» **Exercise passage**:
■ ■ ■ ■ ■ ■ ■

Georgia Gov. Brian Kemp said Wednesday he's ready to loosen the purse strings after years of huge budget surpluses, reaped partly by holding down spending despite strong state revenue.

In a yearly memo that kicks off the state budget process, Richard Dunn, director of the Office of Planning and Budget, told state agencies they can ask for 3% increases both when the current 2024 budget is amended and when lawmakers write the 2025 budget next year. He also invited agencies to propose one-time ways to spend the state's unallocated surplus, which could top $10 billion once the books are closed on the budget year ended June 30.

All proposals "should be targeted at initiatives that can 'move the needle' on program outcomes, improve customer service, or provide future improvement on how we do business or deliver services as a state," Dunn wrote.

One of the Republican Kemp's strongest powers as governor is setting the revenue estimate, an amount that state law says legislators cannot exceed when writing the state spending plan. Critics of Kemp's fiscal policy, including the liberal-leaning Georgia Budget & Policy Institute, say he has starved state services by setting artificially low revenue estimates.

■ ■ ■ ■ ■ ■ ■

» **Task prompt**:
In the article about Georgia's budget, what percentage increases did Richard Dunn say state agencies can ask for? Rely on the article about Georgia's budget alone; no outside knowledge is needed.

■ ■ ■ ■ ■ ■ ■

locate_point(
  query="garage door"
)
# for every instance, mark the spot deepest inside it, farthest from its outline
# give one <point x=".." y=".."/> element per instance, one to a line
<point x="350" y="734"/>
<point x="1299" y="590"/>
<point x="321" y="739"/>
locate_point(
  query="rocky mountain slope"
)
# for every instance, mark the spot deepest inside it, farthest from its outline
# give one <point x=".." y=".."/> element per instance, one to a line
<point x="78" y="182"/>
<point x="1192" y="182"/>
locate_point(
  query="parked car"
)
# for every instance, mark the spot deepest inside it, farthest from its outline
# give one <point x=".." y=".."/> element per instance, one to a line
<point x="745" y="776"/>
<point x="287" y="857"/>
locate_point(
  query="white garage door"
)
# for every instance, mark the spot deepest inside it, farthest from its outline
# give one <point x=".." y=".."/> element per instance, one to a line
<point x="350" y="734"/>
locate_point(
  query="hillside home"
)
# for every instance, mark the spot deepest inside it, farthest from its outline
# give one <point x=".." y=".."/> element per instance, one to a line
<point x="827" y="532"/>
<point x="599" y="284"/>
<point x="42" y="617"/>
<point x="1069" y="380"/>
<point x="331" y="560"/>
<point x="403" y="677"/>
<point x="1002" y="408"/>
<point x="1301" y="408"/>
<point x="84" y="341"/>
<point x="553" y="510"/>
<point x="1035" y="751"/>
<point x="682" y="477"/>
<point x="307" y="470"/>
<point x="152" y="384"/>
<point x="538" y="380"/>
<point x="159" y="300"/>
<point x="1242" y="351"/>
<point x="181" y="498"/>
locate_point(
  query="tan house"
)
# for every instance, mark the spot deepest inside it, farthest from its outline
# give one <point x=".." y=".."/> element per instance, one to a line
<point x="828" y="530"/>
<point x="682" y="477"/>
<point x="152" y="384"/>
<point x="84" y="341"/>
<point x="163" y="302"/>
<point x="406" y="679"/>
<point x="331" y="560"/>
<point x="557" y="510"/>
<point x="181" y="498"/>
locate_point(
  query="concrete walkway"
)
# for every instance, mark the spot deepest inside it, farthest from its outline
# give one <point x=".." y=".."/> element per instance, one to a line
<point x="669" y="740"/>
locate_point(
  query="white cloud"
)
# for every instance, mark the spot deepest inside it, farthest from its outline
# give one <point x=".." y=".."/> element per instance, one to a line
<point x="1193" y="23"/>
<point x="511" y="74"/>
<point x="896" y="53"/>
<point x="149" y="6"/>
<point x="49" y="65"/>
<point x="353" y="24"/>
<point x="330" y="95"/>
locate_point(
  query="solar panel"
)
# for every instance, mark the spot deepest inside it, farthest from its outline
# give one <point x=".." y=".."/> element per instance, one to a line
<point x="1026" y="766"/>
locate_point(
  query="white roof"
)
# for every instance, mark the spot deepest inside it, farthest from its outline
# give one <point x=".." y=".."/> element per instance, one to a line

■ ■ ■ ■ ■ ■ ■

» **Answer to the problem**:
3% increases, both in the amended 2024 budget and in the 2025 budget.